▶ _Task statement_: Please pick out each line in the records below that contains the string "target" and copy those lines.

Start Provided records

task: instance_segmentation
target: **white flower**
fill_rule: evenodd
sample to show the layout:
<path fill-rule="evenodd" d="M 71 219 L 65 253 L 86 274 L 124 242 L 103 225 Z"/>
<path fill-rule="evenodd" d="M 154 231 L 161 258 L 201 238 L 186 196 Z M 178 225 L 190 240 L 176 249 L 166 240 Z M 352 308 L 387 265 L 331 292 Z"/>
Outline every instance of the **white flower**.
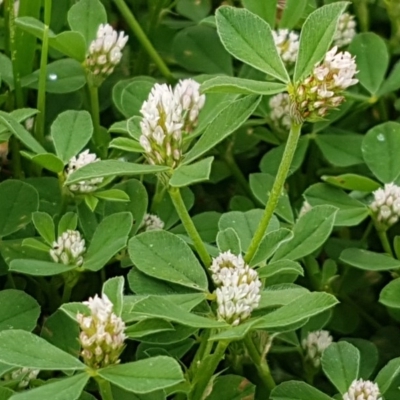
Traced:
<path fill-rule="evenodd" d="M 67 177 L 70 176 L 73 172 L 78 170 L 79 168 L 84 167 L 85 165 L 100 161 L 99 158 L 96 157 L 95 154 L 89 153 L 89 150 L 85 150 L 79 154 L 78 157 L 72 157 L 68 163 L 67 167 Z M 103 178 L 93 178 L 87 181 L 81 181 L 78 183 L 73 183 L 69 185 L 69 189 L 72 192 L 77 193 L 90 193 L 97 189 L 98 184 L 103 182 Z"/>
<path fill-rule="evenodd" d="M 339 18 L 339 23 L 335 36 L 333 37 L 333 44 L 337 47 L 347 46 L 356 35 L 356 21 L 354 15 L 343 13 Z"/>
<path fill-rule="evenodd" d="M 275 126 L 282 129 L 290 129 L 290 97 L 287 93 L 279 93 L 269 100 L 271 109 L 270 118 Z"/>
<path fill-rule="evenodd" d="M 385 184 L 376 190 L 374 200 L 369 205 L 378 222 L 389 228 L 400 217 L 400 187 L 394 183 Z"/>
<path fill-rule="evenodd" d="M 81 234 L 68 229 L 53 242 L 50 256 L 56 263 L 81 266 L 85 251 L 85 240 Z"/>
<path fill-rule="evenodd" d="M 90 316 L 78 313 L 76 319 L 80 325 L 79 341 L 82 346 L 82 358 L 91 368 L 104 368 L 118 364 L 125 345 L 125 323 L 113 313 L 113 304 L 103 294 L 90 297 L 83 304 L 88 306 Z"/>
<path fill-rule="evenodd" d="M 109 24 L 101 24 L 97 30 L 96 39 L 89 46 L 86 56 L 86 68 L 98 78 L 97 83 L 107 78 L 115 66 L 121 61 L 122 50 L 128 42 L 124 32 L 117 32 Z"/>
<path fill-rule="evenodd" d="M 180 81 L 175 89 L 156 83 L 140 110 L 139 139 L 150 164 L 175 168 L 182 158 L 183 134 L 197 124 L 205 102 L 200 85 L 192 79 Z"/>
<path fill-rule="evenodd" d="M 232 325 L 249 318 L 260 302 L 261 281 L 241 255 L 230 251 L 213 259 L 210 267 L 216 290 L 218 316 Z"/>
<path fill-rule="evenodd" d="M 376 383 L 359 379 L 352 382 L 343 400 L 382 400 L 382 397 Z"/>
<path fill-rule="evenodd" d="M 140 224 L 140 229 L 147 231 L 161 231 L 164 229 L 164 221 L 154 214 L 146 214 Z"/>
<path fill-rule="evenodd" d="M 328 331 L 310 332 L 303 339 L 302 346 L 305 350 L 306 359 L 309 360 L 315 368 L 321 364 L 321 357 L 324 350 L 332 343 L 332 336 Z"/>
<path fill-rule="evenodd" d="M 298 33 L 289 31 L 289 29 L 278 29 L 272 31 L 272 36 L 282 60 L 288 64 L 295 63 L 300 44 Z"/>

End Provided records
Start Provided records

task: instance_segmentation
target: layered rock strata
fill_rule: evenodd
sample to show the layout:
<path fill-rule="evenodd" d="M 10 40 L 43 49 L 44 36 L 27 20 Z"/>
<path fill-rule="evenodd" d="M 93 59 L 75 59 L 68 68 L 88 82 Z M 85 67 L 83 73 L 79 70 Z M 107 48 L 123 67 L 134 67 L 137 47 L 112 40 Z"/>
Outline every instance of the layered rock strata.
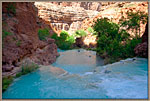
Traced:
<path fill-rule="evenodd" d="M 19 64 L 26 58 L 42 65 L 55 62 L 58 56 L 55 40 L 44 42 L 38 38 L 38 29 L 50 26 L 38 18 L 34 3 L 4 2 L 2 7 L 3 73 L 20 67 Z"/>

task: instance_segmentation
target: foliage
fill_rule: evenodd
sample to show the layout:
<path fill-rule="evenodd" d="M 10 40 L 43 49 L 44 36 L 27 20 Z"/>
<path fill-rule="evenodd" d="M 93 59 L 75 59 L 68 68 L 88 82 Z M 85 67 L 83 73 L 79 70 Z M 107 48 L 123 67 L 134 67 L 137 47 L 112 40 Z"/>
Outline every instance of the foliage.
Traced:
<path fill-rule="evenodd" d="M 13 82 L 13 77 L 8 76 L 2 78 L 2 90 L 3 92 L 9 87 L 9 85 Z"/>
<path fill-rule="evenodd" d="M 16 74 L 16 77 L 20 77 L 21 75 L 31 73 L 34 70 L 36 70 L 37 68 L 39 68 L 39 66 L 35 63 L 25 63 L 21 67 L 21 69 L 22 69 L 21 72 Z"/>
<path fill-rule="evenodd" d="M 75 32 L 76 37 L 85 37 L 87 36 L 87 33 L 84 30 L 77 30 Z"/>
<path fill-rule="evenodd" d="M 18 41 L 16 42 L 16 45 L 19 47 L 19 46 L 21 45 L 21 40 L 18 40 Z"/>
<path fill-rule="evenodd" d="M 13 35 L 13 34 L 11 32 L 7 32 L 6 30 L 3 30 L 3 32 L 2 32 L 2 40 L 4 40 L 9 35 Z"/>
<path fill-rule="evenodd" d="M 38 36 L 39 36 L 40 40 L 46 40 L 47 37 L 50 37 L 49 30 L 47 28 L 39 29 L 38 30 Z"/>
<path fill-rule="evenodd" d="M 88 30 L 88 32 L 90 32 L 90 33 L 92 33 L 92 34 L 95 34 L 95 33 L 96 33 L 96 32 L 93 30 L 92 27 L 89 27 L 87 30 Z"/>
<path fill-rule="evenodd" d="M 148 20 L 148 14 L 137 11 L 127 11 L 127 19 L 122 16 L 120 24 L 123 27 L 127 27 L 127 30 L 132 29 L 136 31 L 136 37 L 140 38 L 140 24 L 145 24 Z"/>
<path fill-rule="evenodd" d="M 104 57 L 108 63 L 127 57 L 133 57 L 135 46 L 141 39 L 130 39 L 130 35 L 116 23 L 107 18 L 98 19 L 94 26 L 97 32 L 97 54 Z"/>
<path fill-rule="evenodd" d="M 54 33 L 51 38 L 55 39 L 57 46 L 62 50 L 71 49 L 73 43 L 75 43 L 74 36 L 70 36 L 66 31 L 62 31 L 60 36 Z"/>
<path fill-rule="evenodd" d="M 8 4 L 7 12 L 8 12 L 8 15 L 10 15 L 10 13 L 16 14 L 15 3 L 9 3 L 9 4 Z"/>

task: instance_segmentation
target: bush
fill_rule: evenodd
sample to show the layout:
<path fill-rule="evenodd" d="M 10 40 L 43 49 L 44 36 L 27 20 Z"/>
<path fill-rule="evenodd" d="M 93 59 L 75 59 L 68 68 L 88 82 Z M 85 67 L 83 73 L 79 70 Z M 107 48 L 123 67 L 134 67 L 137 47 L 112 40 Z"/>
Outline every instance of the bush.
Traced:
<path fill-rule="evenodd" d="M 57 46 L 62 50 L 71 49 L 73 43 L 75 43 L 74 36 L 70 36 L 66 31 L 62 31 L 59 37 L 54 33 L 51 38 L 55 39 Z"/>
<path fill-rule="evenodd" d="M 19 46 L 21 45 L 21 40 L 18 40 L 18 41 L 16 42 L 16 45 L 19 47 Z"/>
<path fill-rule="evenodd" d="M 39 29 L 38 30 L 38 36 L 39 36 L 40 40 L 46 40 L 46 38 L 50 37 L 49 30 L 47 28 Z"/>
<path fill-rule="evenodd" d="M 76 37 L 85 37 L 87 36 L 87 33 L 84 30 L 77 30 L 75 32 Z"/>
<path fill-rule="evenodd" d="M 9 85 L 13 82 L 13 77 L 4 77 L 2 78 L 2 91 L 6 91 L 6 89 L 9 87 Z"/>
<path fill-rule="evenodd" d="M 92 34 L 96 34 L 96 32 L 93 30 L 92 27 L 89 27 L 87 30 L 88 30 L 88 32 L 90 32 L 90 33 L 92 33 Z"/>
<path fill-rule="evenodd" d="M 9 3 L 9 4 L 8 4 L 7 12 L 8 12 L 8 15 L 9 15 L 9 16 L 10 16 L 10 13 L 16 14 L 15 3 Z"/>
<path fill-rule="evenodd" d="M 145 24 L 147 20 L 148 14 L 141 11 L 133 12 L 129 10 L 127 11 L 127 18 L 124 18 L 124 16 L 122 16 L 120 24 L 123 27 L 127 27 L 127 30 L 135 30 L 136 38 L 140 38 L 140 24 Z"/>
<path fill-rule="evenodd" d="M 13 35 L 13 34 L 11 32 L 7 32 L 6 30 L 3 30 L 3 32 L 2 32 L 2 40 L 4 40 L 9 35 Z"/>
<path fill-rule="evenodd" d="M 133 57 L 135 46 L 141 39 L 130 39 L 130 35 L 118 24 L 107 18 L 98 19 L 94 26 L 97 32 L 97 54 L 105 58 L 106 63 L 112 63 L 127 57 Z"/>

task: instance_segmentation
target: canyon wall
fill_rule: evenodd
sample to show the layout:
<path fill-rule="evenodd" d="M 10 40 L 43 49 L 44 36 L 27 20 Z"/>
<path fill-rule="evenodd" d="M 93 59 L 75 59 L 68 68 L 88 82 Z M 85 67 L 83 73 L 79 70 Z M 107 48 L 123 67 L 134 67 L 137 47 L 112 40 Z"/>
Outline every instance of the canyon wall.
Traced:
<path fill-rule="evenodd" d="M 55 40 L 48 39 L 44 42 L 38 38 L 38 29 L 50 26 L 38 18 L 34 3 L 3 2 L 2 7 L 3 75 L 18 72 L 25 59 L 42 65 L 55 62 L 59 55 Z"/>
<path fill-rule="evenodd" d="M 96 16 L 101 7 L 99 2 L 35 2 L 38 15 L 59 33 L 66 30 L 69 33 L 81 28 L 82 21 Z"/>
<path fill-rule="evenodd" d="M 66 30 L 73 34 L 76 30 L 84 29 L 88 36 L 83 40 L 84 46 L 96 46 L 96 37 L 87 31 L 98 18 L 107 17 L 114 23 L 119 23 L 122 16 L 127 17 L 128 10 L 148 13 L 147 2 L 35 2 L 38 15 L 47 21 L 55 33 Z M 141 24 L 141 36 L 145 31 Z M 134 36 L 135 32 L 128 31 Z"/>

End Provided records

▶ _Correct answer_:
target: **white flower**
target: layered rock strata
target: foliage
target: bush
target: canyon wall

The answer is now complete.